Requirement
Copy out every line of the records from the one containing "Please mark the region of the blue" through the end of the records, both ends included, requests and all, and shift each polygon coordinate in the answers by adding 28 to it.

Data for this exercise
-*-

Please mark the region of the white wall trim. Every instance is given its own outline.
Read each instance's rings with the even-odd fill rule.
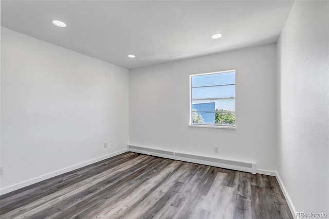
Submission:
[[[126,152],[127,151],[128,151],[128,150],[126,149],[118,151],[111,154],[107,154],[106,155],[102,156],[101,157],[99,157],[94,159],[92,159],[91,160],[77,163],[76,165],[74,165],[62,169],[61,170],[57,170],[51,173],[47,173],[46,174],[38,176],[36,177],[32,178],[30,179],[23,181],[22,182],[9,186],[7,187],[2,188],[1,189],[0,189],[0,194],[3,195],[4,194],[8,193],[8,192],[16,190],[17,189],[25,187],[28,186],[30,186],[32,184],[34,184],[42,180],[50,178],[54,176],[58,176],[59,175],[67,173],[68,172],[76,170],[77,169],[86,166],[96,162],[100,161],[101,160],[109,158],[110,157],[118,155],[124,152]]]
[[[277,176],[277,172],[275,171],[271,171],[267,170],[262,170],[261,169],[258,169],[257,170],[257,173],[259,174],[267,175],[268,176]]]
[[[148,154],[176,160],[212,166],[239,171],[247,172],[254,174],[257,173],[256,163],[254,163],[227,160],[222,158],[206,157],[191,154],[181,153],[177,152],[165,151],[160,149],[131,145],[128,145],[128,150],[132,152]]]
[[[297,213],[297,212],[296,211],[296,208],[295,208],[295,206],[293,204],[293,202],[291,201],[291,199],[290,198],[290,196],[288,194],[288,192],[287,191],[287,190],[286,189],[286,188],[283,185],[283,182],[282,182],[281,178],[279,175],[279,174],[278,173],[278,172],[276,172],[276,176],[277,177],[277,179],[278,180],[279,185],[280,188],[281,188],[282,193],[283,193],[283,195],[284,195],[284,197],[285,198],[286,200],[287,201],[287,203],[288,203],[289,209],[290,209],[290,211],[291,211],[291,214],[293,214],[293,216],[294,217],[294,218],[299,219],[299,217],[297,217],[296,216],[297,215],[296,213]]]

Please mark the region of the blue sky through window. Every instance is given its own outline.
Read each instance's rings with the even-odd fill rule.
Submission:
[[[235,97],[235,85],[225,85],[208,87],[195,87],[216,86],[235,83],[235,72],[230,71],[192,77],[192,98],[216,98]],[[194,87],[194,88],[193,88]],[[192,104],[215,102],[215,108],[235,111],[235,100],[193,100]]]

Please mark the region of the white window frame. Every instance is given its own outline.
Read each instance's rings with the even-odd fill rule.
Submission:
[[[225,126],[225,125],[221,125],[220,124],[206,124],[205,123],[202,124],[193,124],[192,123],[192,100],[206,100],[207,99],[209,100],[232,100],[234,99],[235,103],[236,102],[236,94],[235,94],[235,97],[225,97],[225,98],[204,98],[204,99],[192,99],[192,77],[193,76],[199,76],[202,75],[214,75],[216,74],[222,74],[222,73],[227,73],[229,72],[234,71],[235,72],[235,77],[236,77],[236,71],[235,69],[232,70],[227,70],[225,71],[214,71],[212,72],[207,72],[207,73],[202,73],[198,74],[194,74],[194,75],[190,75],[190,111],[189,112],[189,115],[190,116],[190,122],[189,123],[189,126],[190,127],[211,127],[211,128],[220,128],[220,129],[236,129],[236,108],[235,107],[235,111],[234,113],[235,114],[235,124],[234,126]],[[235,88],[236,88],[236,80],[235,78],[235,84],[225,84],[225,85],[235,85]],[[206,87],[206,86],[205,86]]]

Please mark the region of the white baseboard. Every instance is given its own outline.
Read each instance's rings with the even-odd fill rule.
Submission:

-*-

Task response
Please mark the region of the blue sky through window. Every instance is given its own outline.
Read each instance's rings with the even-odd fill rule.
Submission:
[[[263,125],[263,113],[253,113],[236,115],[223,115],[244,114],[263,111],[263,100],[258,99],[220,105],[220,126],[244,126]],[[222,115],[222,116],[221,116]],[[220,132],[243,130],[243,136],[263,139],[263,128],[221,128]]]

Please mark the region of the white window frame. Every instance is given its own outline.
Read each instance's rings with the even-odd fill rule.
Submission:
[[[253,154],[253,153],[249,153],[248,152],[234,152],[233,151],[230,152],[221,152],[220,151],[220,128],[234,128],[235,127],[237,128],[260,128],[262,127],[263,131],[264,130],[264,122],[263,122],[263,125],[253,125],[253,126],[232,126],[232,127],[220,127],[220,105],[221,104],[227,104],[230,103],[242,103],[244,102],[250,102],[250,101],[255,101],[257,100],[262,99],[263,100],[263,105],[264,105],[264,99],[263,97],[260,98],[255,98],[253,99],[242,99],[240,100],[235,100],[235,101],[230,101],[226,102],[222,102],[222,103],[218,103],[218,139],[217,140],[217,143],[218,144],[218,150],[217,151],[217,154],[218,155],[239,155],[239,156],[248,156],[248,157],[264,157],[264,136],[263,135],[263,139],[262,141],[263,142],[263,152],[262,154]],[[263,116],[264,116],[264,108],[263,106],[263,112],[253,112],[253,113],[263,113]],[[234,115],[234,114],[233,114]]]

Please mark the region of the white baseboard. Every instance is given its own outline.
Read each instance's rings with the even-odd fill rule.
Submission:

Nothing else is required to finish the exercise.